Exercise details → Each line of the entries, from the first to the line containing "# drop a point on every instance of the poppy bud;", is to be transcribed exactly as it stands; include no other lines.

The data →
:::::
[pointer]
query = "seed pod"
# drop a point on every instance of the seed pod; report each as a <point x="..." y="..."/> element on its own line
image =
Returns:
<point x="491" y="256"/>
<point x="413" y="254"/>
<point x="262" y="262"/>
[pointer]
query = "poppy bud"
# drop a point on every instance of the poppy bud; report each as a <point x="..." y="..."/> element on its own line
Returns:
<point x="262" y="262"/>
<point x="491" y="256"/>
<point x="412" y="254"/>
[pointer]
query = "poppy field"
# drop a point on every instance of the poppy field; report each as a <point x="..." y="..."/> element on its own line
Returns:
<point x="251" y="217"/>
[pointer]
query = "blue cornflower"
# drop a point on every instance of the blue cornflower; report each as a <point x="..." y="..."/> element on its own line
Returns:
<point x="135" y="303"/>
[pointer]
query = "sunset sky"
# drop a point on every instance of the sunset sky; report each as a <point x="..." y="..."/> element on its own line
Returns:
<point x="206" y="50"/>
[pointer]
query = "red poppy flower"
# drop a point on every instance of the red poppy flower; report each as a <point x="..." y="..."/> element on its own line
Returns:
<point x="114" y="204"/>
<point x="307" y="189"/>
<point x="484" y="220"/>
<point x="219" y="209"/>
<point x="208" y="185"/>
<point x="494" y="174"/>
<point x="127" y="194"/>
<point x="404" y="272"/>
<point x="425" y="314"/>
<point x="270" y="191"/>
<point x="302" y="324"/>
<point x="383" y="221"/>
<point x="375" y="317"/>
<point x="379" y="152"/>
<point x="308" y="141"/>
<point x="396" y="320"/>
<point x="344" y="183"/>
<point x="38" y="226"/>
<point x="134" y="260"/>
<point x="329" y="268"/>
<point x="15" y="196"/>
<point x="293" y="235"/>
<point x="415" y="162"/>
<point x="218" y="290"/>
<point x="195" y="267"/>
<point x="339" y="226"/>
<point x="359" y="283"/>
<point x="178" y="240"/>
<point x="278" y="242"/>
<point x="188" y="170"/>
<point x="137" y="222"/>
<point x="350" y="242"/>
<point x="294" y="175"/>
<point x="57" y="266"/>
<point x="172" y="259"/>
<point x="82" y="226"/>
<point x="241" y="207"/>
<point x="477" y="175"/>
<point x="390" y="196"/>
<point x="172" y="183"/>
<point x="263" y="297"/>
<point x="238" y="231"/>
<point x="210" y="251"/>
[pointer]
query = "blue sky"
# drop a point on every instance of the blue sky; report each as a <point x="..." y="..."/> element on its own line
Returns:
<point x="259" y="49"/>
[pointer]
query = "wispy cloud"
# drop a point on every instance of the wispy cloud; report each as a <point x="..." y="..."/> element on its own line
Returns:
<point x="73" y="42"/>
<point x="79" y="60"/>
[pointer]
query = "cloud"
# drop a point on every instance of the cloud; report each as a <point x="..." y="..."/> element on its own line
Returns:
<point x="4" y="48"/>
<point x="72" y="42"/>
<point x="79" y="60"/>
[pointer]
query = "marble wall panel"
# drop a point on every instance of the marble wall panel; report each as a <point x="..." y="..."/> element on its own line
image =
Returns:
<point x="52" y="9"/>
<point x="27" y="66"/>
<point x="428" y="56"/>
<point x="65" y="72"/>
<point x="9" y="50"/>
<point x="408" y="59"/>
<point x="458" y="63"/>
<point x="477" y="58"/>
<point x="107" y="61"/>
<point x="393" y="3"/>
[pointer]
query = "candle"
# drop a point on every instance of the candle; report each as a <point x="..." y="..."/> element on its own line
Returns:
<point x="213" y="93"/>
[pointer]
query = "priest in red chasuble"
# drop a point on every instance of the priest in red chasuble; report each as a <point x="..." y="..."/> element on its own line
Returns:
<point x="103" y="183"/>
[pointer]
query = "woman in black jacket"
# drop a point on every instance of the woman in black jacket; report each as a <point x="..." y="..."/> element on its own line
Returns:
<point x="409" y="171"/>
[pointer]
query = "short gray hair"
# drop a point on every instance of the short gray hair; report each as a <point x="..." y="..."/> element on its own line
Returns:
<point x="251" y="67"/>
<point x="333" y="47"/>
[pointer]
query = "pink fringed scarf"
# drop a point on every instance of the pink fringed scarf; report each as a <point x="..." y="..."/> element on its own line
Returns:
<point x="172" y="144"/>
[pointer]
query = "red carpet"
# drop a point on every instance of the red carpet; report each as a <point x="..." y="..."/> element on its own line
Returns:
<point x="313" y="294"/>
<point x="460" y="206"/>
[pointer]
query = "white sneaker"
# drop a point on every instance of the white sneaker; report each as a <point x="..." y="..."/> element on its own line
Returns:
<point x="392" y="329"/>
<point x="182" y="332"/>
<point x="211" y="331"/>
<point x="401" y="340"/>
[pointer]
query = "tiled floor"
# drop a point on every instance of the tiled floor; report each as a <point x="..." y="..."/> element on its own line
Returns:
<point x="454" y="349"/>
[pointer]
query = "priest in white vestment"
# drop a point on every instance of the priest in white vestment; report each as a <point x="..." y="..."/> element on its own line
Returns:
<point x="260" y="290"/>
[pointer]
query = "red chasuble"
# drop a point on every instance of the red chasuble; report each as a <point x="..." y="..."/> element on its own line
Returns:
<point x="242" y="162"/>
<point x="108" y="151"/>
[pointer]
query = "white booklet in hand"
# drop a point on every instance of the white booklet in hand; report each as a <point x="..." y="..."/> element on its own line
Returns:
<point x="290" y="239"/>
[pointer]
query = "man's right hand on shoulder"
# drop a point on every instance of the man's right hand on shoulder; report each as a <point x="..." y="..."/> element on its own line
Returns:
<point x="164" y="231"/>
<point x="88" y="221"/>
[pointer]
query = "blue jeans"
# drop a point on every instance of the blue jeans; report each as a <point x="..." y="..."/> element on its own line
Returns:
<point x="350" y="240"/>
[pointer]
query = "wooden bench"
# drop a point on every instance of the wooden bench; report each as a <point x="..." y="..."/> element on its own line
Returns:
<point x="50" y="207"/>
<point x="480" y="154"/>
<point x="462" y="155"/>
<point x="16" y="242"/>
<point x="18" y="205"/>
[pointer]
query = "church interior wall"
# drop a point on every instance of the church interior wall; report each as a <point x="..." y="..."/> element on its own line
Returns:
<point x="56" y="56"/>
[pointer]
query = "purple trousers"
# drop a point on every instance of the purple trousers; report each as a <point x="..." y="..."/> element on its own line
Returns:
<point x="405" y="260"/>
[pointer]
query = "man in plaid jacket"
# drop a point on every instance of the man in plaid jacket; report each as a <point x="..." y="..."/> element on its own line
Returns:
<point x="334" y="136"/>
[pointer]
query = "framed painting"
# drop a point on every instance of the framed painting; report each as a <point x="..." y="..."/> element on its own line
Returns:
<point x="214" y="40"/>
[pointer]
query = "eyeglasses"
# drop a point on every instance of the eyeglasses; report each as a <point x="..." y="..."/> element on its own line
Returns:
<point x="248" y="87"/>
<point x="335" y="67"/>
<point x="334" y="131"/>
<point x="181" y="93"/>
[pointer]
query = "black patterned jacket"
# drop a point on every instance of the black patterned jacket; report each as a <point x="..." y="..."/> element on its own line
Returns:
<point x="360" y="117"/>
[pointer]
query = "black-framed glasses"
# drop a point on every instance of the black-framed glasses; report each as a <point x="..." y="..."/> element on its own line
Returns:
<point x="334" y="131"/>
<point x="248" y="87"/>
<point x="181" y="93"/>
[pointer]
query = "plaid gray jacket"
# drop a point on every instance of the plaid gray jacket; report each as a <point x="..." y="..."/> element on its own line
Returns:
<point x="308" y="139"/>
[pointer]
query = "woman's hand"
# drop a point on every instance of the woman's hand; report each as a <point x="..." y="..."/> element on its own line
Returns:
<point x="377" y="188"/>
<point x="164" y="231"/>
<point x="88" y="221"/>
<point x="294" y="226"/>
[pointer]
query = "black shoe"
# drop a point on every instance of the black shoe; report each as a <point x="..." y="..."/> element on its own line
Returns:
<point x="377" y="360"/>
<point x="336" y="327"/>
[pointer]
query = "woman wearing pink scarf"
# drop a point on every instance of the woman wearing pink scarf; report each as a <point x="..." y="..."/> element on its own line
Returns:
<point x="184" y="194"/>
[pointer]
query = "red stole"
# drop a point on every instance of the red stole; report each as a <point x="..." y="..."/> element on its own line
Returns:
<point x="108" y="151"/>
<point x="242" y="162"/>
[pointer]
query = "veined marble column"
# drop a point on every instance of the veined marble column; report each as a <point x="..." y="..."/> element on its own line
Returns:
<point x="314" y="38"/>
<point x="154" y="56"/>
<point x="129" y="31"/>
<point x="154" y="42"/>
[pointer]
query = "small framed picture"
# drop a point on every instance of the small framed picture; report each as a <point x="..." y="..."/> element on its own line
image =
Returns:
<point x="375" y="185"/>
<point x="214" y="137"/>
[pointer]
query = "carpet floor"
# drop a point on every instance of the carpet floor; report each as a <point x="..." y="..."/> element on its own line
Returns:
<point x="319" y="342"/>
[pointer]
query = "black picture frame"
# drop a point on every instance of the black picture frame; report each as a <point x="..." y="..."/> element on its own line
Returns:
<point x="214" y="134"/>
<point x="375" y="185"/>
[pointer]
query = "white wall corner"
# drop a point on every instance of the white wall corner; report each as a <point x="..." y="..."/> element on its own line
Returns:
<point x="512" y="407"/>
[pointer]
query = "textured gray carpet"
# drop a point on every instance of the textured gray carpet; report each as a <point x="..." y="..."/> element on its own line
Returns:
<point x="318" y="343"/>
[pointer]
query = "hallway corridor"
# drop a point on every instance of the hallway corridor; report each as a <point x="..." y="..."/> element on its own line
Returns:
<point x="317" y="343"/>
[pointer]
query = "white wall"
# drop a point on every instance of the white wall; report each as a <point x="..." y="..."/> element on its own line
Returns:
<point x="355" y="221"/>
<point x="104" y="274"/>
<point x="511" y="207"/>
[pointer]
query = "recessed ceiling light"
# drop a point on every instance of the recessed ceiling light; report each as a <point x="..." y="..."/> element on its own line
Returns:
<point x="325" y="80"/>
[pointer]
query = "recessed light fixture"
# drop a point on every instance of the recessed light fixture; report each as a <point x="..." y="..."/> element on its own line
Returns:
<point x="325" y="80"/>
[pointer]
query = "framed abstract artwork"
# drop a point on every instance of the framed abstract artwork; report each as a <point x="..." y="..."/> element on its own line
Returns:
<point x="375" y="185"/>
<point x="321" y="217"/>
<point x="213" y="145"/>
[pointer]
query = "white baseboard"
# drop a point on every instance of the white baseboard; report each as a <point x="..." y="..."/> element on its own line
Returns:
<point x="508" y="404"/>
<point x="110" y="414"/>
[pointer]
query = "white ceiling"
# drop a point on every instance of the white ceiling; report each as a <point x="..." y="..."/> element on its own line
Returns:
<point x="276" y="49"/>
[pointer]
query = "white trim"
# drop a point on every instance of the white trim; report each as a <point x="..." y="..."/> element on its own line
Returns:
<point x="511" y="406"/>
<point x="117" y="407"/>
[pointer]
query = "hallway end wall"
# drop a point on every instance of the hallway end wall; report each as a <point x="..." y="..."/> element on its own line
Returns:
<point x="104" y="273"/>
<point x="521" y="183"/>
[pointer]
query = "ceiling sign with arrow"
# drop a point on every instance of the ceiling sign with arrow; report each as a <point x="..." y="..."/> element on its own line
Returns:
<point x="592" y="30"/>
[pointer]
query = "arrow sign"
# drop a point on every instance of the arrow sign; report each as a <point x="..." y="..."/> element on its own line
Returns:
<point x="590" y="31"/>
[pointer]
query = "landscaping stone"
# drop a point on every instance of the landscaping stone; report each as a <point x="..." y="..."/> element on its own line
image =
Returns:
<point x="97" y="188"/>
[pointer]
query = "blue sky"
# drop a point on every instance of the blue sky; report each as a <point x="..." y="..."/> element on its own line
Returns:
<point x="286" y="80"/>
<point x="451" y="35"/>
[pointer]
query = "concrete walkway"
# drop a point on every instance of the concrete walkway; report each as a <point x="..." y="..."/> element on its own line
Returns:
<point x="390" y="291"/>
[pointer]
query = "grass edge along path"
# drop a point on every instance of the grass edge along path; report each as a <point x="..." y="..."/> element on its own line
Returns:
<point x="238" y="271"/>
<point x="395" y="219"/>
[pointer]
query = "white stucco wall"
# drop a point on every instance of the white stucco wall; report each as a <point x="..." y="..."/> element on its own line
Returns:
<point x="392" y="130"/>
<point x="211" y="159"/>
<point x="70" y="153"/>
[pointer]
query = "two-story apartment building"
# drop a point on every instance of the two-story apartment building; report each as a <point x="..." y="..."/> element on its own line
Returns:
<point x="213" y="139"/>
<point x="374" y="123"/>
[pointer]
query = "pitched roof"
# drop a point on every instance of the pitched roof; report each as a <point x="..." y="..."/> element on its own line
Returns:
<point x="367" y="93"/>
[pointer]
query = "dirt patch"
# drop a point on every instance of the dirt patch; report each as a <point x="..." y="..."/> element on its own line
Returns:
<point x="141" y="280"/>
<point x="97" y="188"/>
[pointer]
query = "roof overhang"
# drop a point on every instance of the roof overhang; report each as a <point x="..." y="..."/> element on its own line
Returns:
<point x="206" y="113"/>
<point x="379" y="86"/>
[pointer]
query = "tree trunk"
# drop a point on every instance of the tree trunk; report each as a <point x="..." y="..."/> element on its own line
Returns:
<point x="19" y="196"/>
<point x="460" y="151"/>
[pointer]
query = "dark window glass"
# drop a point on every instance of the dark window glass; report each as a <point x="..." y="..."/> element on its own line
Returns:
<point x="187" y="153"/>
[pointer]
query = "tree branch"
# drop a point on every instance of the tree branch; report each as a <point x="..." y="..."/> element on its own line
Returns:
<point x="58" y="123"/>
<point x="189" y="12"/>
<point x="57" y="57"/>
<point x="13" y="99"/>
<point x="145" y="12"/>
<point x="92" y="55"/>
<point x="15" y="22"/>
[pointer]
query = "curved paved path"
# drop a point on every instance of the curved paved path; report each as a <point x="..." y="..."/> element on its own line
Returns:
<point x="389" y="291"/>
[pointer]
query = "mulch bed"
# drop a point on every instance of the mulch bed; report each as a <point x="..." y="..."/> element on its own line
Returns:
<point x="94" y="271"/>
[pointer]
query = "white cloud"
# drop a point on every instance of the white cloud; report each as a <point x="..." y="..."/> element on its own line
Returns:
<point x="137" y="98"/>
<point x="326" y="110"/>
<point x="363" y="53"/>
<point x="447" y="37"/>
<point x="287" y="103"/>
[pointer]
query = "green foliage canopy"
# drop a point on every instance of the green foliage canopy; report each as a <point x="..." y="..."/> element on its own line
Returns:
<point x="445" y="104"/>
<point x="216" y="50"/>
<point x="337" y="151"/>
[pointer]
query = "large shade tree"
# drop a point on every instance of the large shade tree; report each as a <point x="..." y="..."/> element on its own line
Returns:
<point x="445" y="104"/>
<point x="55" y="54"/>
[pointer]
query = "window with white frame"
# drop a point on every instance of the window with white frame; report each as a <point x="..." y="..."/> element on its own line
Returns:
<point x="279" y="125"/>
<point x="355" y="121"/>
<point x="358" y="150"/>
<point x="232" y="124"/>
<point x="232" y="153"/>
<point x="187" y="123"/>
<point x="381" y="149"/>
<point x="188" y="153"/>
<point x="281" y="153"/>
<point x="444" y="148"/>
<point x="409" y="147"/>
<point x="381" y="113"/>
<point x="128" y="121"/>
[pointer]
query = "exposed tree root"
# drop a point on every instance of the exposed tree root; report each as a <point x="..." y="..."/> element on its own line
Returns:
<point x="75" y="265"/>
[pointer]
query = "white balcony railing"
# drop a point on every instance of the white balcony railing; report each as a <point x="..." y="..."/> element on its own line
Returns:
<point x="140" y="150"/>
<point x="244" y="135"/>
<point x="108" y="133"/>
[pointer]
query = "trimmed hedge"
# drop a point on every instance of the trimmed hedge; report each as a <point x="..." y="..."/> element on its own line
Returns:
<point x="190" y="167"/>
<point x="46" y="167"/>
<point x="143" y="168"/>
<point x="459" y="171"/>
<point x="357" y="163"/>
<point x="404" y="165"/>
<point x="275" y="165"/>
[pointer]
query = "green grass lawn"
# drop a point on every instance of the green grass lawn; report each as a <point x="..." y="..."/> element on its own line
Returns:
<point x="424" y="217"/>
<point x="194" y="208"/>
:::::
Expected answer →
[pointer]
query = "seed pod"
# drop a point on every instance of the seed pod; report each as a <point x="..." y="..."/> element on its own line
image =
Returns:
<point x="491" y="256"/>
<point x="413" y="254"/>
<point x="262" y="262"/>
[pointer]
query = "poppy bud"
# drop a point on every instance of the poppy bud; report each as a <point x="..." y="..."/> element on its own line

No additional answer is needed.